Timer#

class TimerSession#

RAII timer session for automatic cleanup.

Automatically stops timing when session goes out of scope.

Public Functions

inline TimerSession(std::function<void()> onEnd)#

Construct active session with callback.

Parameters:

onEnd – Callback to execute on destruction

inline TimerSession(std::nullptr_t)#

Construct inactive session.

inline ~TimerSession()#

Destructor - executes callback if active.

TimerSession(TimerSession const&) = delete#

Deleted copy constructor.

TimerSession &operator=(TimerSession const&) = delete#

Deleted copy assignment.

inline TimerSession(TimerSession &&other) noexcept#

Move constructor.

inline TimerSession &operator=(TimerSession &&other) noexcept#

Move assignment operator.

class Timer#

CUDA timer with RAII and deferred calculation.

Provides stage-based timing using CUDA events with automatic cleanup.

Public Functions

Timer() = default#

Default constructor.

~Timer() = default#

Destructor.

void reset()#

Reset all timing data.

TimerSession startStage(
std::string const &stageId,
cudaStream_t stream
)#

Start timing a stage with automatic cleanup.

Parameters:
  • stageId – Stage identifier

  • stream – CUDA stream (default: 0)

Returns:

RAII session that stops timing on destruction

std::optional<StageTimingData> getTimingData(
std::string const &stageId
) const#

Get timing data for a stage.

Parameters:

stageId – Stage identifier

Returns:

Timing data if available, nullopt otherwise

std::unordered_map<std::string, StageTimingData> const &getAllTimingData(
) const#

Get all timing data.

Returns:

Map of stage IDs to timing data

struct TimerPair#

CUDA event pair for timing.

Lazy-initialized timer pair using CUDA events.

Public Functions

inline void initialize()#

Initialize CUDA events.

inline ~TimerPair()#

Destructor - destroys CUDA events.

TimerPair() = default#

Default constructor.

TimerPair(TimerPair const&) = delete#

Deleted copy constructor.

TimerPair &operator=(TimerPair const&) = delete#

Deleted copy assignment.

# Given exercise
Resume the Timer API reference after its last entry, keeping the same documentation format.

[Object pointing dataset rows]
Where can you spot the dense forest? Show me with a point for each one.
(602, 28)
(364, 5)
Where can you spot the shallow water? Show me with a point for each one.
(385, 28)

# Output for this exercise
inline TimerPair(TimerPair &&other) noexcept#

Move constructor.

inline TimerPair &operator=(TimerPair &&other) noexcept#

Move assignment operator.

Public Members

cudaEvent_t gpuStart = {nullptr}#

Start event.

cudaEvent_t gpuEnd = {nullptr}#

End event.

bool hasStarted = {false}#

Whether timing has started.

bool isInitialized = {false}#

Whether events are initialized.

struct StageTimingData#

Stage timing data.

Stores raw timing measurements and calculates derived values on-demand.

Public Functions

inline void addTiming(float timeMs)#

Add timing measurement.

Parameters:

timeMs – Time in milliseconds

inline void reset()#

Reset all timing data.

inline float getTotalGpuTimeMs() const#

Calculate total GPU time.

Returns:

Total time in milliseconds

inline float getAverageTimeMs() const#

Calculate average time per run.

Returns:

Average time in milliseconds

inline int64_t getTotalRuns() const#

Get total number of runs.

Returns:

Run count

Public Members

std::vector<float> gpuTimesMs#

GPU time measurements in milliseconds.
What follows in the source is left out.